— PROVIDED RECORDS —
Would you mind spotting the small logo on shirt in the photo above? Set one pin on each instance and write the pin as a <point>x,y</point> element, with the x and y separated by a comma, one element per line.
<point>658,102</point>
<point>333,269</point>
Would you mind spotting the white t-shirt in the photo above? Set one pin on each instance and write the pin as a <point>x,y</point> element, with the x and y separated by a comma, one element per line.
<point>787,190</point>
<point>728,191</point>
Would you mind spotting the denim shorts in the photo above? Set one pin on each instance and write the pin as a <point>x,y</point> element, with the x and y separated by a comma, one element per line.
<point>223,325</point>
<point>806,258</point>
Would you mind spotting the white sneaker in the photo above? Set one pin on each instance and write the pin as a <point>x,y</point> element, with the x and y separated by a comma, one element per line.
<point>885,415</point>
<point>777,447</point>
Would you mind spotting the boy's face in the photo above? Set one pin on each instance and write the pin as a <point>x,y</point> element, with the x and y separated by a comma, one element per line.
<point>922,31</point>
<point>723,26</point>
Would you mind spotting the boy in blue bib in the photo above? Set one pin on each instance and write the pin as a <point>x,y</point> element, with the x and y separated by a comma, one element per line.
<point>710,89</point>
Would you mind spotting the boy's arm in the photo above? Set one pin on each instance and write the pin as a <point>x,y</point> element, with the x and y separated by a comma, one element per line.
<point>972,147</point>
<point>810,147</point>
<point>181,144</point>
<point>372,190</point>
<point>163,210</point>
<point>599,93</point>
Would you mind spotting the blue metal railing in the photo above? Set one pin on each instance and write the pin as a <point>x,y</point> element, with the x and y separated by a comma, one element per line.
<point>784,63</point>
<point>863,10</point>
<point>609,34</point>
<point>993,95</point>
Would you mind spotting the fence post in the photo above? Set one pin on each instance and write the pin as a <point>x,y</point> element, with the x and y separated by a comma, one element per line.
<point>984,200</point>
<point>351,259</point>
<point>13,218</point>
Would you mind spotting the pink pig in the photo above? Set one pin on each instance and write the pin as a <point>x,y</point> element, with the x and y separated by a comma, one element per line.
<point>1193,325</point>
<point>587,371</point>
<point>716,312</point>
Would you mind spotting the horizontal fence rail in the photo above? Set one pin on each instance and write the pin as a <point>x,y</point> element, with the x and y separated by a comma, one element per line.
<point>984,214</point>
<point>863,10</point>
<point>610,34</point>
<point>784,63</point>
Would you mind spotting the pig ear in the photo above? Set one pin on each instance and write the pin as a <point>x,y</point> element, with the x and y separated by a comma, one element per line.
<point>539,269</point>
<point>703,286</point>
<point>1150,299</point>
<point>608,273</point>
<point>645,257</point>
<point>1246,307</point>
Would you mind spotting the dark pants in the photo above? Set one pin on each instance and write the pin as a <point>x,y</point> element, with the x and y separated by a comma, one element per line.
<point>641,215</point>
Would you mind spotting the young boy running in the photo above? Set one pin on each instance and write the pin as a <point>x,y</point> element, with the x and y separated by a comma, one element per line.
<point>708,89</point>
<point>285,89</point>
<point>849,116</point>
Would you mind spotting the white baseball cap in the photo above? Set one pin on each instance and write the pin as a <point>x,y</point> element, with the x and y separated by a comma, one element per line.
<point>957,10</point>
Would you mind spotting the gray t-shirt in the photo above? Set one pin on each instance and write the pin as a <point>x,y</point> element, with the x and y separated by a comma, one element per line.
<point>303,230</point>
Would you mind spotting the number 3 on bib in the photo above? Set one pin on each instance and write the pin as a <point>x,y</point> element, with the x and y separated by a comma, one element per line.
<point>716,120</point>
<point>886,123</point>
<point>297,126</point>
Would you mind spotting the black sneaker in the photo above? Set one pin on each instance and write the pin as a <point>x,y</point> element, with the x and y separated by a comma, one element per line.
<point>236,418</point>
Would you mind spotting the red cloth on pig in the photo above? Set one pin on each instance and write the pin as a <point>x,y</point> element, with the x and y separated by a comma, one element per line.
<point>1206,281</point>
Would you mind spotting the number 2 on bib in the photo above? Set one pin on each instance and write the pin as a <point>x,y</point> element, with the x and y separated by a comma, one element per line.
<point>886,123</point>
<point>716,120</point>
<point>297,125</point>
...
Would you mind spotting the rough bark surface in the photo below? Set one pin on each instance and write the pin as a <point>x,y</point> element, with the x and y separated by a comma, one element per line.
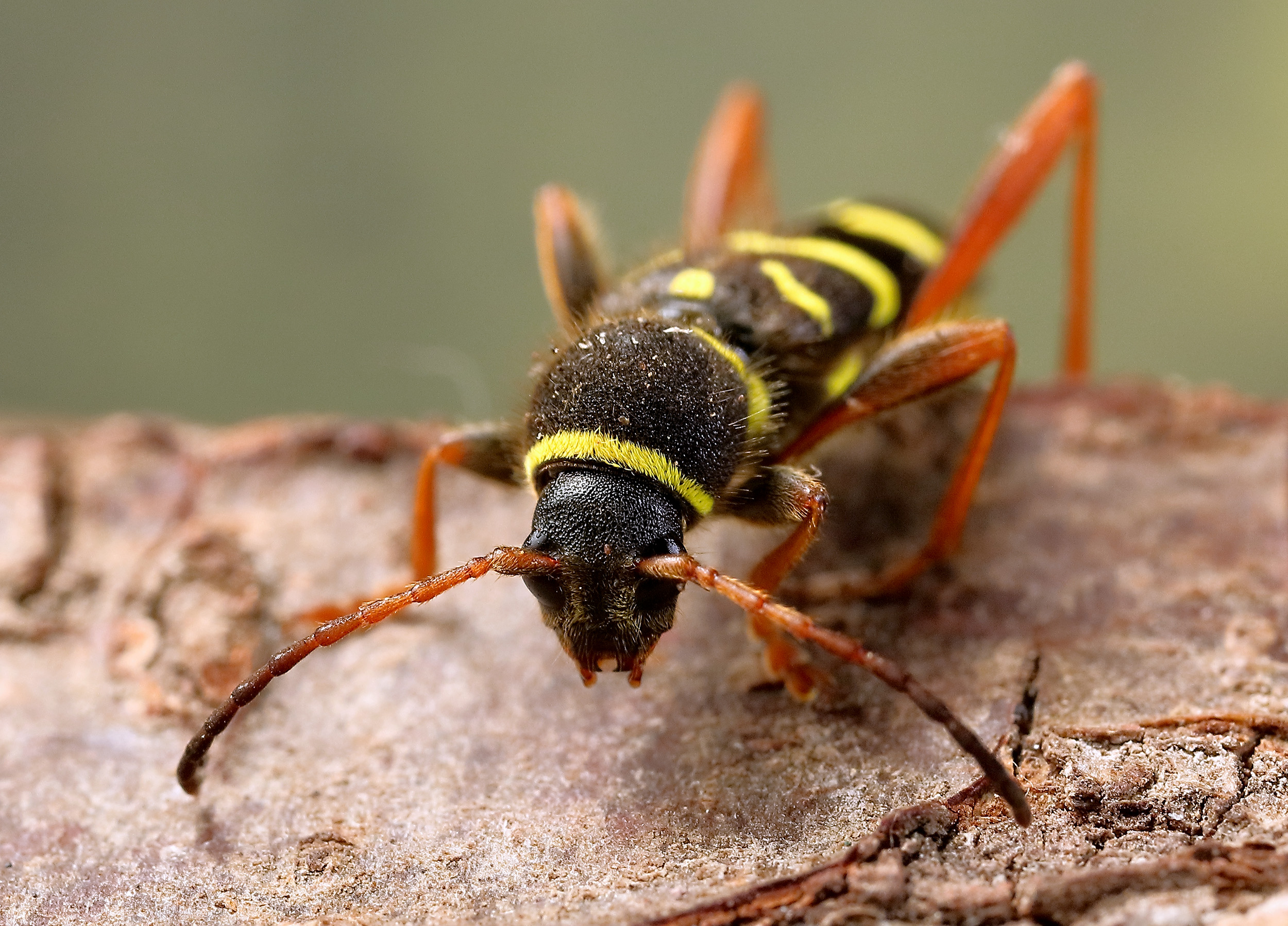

— THE TASK —
Convert everything from the line containing "Would you mind spotting the small" down to the line containing "<point>728,191</point>" into a two-column CSV with the headers item and answer. Give one row per item, with each value in a single quoted field and its line breaks replaced by spaces.

— RESULT OF THIS TASK —
item,answer
"Would you mind spotting the small logo on shirt in the photo above? Set one pin on each instance and write the pin as a <point>x,y</point> element, with the x and y separated by a comma, one element per line.","<point>658,102</point> <point>333,269</point>"
"Would you mind spotting the white t-shirt in the photo above? Set one pin on each instance and write the pin as a <point>x,y</point> element, with the x and y separated by a comma, one element per line.","<point>787,190</point> <point>728,191</point>"